Point localization data

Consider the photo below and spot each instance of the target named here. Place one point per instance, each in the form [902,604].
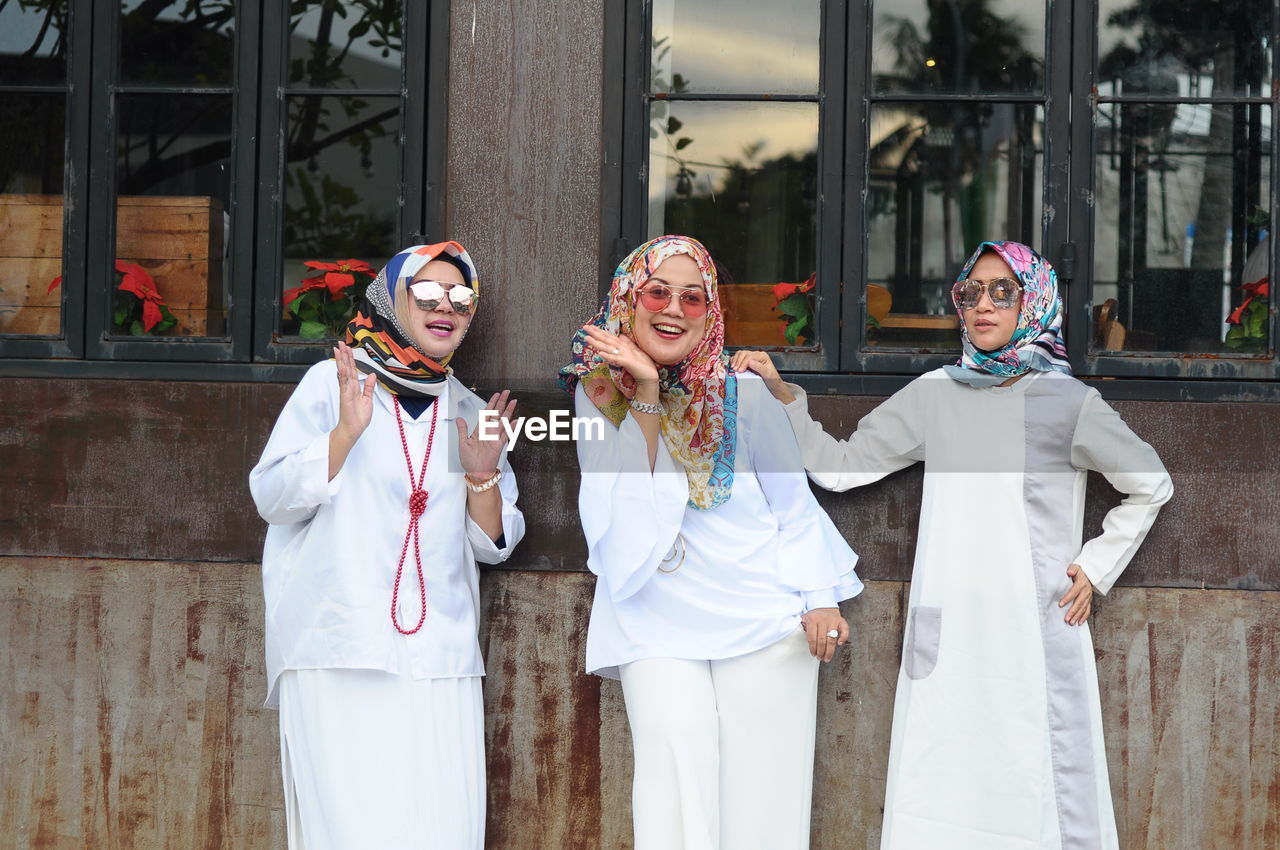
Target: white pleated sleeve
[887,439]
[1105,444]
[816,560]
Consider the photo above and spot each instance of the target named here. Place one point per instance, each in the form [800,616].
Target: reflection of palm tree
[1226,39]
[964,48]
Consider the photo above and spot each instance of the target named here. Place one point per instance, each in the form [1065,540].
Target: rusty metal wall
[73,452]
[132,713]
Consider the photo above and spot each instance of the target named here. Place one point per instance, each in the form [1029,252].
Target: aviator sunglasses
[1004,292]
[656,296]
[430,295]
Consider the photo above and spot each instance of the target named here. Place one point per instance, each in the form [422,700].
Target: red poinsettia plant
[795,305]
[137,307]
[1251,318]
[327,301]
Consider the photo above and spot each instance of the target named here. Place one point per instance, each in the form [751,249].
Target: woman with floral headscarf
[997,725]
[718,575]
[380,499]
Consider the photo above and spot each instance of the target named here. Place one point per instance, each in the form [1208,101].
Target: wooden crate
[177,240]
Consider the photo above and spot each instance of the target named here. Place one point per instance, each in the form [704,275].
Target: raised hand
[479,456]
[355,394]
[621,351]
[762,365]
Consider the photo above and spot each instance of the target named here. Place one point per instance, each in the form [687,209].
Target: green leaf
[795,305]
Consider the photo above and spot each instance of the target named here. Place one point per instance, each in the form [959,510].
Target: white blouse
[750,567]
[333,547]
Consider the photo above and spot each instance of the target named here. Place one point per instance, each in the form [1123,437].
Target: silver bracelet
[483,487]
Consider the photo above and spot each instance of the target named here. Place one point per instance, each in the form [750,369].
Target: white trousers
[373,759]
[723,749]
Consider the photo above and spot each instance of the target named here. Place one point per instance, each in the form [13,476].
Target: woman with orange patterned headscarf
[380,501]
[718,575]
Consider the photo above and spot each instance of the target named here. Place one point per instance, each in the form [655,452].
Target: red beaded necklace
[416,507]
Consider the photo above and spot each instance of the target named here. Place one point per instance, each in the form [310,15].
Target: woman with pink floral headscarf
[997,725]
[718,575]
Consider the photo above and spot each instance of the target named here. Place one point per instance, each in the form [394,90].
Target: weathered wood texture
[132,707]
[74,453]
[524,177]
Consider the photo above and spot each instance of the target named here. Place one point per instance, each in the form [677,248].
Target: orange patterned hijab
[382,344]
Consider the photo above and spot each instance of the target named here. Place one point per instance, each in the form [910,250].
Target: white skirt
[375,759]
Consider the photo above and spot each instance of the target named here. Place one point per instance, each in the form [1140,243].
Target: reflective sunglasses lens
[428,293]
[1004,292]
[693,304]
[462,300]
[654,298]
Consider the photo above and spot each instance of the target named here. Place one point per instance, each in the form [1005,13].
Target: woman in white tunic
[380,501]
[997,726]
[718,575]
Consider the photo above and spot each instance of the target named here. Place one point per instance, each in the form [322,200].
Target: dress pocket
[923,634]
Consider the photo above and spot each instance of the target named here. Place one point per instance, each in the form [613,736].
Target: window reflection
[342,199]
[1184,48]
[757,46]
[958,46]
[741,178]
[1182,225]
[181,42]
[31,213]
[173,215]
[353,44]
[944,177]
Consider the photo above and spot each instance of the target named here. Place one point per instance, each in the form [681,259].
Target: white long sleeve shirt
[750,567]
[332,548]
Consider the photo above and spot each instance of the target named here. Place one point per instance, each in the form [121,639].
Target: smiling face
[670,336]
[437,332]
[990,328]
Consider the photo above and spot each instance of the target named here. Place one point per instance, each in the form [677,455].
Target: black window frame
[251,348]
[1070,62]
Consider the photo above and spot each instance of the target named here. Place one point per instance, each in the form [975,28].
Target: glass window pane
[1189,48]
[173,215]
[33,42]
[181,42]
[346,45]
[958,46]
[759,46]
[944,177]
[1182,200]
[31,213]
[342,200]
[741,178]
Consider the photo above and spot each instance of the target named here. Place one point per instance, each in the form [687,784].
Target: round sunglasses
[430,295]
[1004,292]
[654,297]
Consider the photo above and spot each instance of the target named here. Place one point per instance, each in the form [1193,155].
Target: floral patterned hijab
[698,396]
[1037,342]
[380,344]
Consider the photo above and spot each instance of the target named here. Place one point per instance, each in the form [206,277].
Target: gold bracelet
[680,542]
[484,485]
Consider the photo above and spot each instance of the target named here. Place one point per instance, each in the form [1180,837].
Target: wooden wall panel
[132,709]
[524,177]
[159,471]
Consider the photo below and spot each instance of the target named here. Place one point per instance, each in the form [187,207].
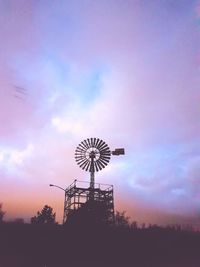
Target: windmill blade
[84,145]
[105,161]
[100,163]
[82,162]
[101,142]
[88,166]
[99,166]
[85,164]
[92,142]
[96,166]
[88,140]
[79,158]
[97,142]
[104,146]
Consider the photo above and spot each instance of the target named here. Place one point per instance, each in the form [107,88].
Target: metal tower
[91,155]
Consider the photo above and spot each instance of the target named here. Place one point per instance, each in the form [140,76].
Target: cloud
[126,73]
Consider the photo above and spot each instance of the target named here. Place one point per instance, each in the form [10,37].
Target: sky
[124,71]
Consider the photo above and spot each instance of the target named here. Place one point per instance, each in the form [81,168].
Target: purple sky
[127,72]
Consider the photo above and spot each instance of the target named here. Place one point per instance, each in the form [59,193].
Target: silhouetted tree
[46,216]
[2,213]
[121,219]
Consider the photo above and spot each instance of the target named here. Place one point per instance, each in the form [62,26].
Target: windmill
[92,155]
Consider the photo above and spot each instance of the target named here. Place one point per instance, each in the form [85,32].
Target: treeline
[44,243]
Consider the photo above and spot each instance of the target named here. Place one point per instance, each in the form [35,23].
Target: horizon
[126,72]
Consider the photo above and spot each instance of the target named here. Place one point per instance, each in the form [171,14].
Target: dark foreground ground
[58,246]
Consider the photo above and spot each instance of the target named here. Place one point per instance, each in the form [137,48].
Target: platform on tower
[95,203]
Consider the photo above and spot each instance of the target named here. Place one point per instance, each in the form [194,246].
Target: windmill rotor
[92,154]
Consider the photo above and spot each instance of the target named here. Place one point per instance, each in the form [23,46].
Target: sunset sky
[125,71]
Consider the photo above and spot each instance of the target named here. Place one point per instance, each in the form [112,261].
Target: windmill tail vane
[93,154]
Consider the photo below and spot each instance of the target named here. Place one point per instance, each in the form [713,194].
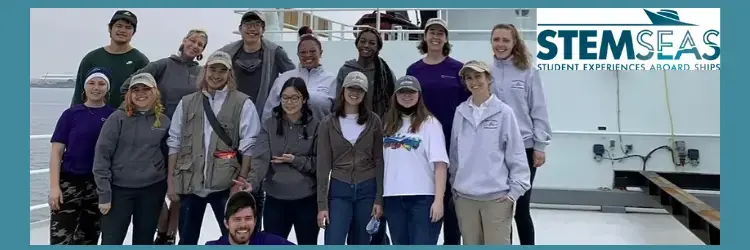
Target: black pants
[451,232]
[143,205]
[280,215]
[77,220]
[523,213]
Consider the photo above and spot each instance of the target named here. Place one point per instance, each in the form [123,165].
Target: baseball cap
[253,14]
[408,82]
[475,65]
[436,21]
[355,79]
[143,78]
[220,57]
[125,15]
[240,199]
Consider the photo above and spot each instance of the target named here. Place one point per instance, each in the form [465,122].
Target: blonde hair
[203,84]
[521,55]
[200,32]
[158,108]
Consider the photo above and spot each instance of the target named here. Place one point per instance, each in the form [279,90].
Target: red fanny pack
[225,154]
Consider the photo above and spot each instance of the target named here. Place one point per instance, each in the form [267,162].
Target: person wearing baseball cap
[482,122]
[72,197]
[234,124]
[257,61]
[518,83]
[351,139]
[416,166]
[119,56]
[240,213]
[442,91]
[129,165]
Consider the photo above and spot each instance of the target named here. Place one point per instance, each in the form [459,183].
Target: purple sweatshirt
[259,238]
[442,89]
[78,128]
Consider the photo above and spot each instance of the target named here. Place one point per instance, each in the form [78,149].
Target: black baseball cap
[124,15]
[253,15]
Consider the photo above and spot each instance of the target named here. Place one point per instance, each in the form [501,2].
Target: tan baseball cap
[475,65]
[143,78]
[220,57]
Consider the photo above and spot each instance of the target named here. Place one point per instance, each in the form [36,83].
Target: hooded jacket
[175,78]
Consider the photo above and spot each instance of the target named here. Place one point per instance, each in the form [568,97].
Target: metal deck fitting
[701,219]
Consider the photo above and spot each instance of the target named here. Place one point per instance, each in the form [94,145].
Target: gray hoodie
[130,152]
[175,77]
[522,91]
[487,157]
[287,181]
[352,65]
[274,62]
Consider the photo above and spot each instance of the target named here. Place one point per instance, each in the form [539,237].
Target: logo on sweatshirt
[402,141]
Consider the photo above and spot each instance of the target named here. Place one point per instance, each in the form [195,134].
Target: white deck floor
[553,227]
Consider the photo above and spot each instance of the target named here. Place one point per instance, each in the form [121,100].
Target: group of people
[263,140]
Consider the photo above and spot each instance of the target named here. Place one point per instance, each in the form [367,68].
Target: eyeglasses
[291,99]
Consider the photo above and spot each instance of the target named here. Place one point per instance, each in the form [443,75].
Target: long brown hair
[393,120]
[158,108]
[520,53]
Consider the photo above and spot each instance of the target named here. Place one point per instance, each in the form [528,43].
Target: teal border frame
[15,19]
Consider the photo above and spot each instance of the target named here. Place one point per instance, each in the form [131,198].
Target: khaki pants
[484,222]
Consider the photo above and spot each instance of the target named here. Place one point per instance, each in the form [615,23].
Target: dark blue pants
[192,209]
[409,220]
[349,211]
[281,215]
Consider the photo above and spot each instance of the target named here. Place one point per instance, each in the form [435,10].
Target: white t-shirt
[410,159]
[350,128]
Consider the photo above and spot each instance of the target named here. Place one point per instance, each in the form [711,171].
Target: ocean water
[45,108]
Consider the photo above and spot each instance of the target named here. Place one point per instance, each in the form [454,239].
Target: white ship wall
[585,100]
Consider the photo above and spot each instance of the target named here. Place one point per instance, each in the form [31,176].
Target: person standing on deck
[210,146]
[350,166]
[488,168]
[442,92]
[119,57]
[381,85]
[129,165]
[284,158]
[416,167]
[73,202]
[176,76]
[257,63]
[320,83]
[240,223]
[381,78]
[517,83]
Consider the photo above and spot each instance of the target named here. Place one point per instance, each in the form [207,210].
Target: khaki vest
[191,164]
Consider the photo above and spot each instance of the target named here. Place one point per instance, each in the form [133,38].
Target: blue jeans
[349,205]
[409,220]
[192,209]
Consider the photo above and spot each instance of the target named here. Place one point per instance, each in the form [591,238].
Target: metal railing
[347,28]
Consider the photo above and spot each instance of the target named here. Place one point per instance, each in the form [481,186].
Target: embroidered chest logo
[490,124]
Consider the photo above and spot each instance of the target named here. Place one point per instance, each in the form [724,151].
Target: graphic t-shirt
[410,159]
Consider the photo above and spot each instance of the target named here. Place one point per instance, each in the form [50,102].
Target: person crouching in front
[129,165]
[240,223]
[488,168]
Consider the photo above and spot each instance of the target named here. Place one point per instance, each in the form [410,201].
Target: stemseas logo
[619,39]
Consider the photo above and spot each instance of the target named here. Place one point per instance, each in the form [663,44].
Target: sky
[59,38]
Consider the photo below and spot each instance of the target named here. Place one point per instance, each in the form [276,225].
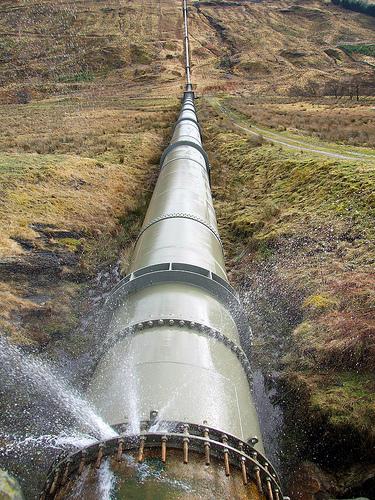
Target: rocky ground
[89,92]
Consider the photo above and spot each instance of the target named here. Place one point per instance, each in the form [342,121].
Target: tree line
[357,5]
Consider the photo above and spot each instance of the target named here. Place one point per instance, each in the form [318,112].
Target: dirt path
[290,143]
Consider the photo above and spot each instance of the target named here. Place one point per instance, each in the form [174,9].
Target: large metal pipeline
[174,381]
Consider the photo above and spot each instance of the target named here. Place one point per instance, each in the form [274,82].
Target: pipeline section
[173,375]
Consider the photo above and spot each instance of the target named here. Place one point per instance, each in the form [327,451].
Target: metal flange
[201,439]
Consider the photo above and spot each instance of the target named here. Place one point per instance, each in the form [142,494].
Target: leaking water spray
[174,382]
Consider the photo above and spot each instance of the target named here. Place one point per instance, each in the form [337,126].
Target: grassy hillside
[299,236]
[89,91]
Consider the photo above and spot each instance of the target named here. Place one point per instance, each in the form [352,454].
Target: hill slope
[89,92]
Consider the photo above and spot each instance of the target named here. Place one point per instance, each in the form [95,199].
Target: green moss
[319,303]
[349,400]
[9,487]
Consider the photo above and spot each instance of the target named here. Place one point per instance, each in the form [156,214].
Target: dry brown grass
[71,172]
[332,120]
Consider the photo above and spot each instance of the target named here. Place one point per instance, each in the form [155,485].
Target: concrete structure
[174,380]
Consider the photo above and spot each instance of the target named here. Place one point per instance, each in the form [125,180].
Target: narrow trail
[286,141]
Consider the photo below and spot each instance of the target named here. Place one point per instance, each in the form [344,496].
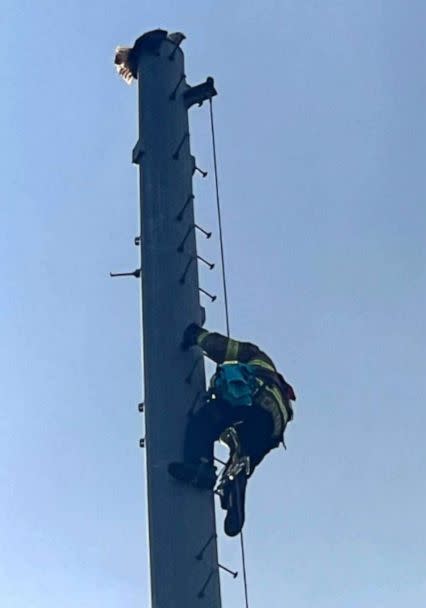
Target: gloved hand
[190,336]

• **THE TASK**:
Using the records above, restate word for word the lines from the one with "Target: red fanny pack" through the one with "the form [539,237].", both included.

• **ANSWER**:
Target: red fanny pack
[225,154]
Consider the photo above and spot each instance of the target named here. Place one point per instance, each in the form [267,162].
Target: person wearing baseball cap
[482,122]
[72,197]
[234,124]
[257,61]
[518,83]
[351,139]
[416,166]
[119,56]
[240,213]
[442,91]
[129,165]
Consider the photo above and spot each instance of the target named here. Place one point per instance, each in the form [459,183].
Target: purple sweatshirt
[259,238]
[442,89]
[78,128]
Consider the photo above and spot each instance of the target named here. Place one point per instance, each in the form [78,149].
Target: black baseball cap
[124,15]
[253,15]
Consider the photo above and spot each instance of the target named here. Place one point per instance, each in the form [501,2].
Target: tan baseball cap
[475,65]
[143,78]
[220,57]
Consider the photo above and spot each instance of the target named here. Place one point per instance, each in the form [36,83].
Target: hooded jacket
[175,78]
Consider the photo above and spot each instance of the target named here. Place one point per instance, each in the form [568,97].
Target: metal deck fitting
[701,219]
Consider the photo above and spot each instance of the target named here. Place one point per instance, each in the form [94,145].
Target: gray hoodie
[130,152]
[175,77]
[522,91]
[487,157]
[287,181]
[352,65]
[274,62]
Consider the photo above and spot each instance of the target named here. Place one point per instance, each in the form [539,237].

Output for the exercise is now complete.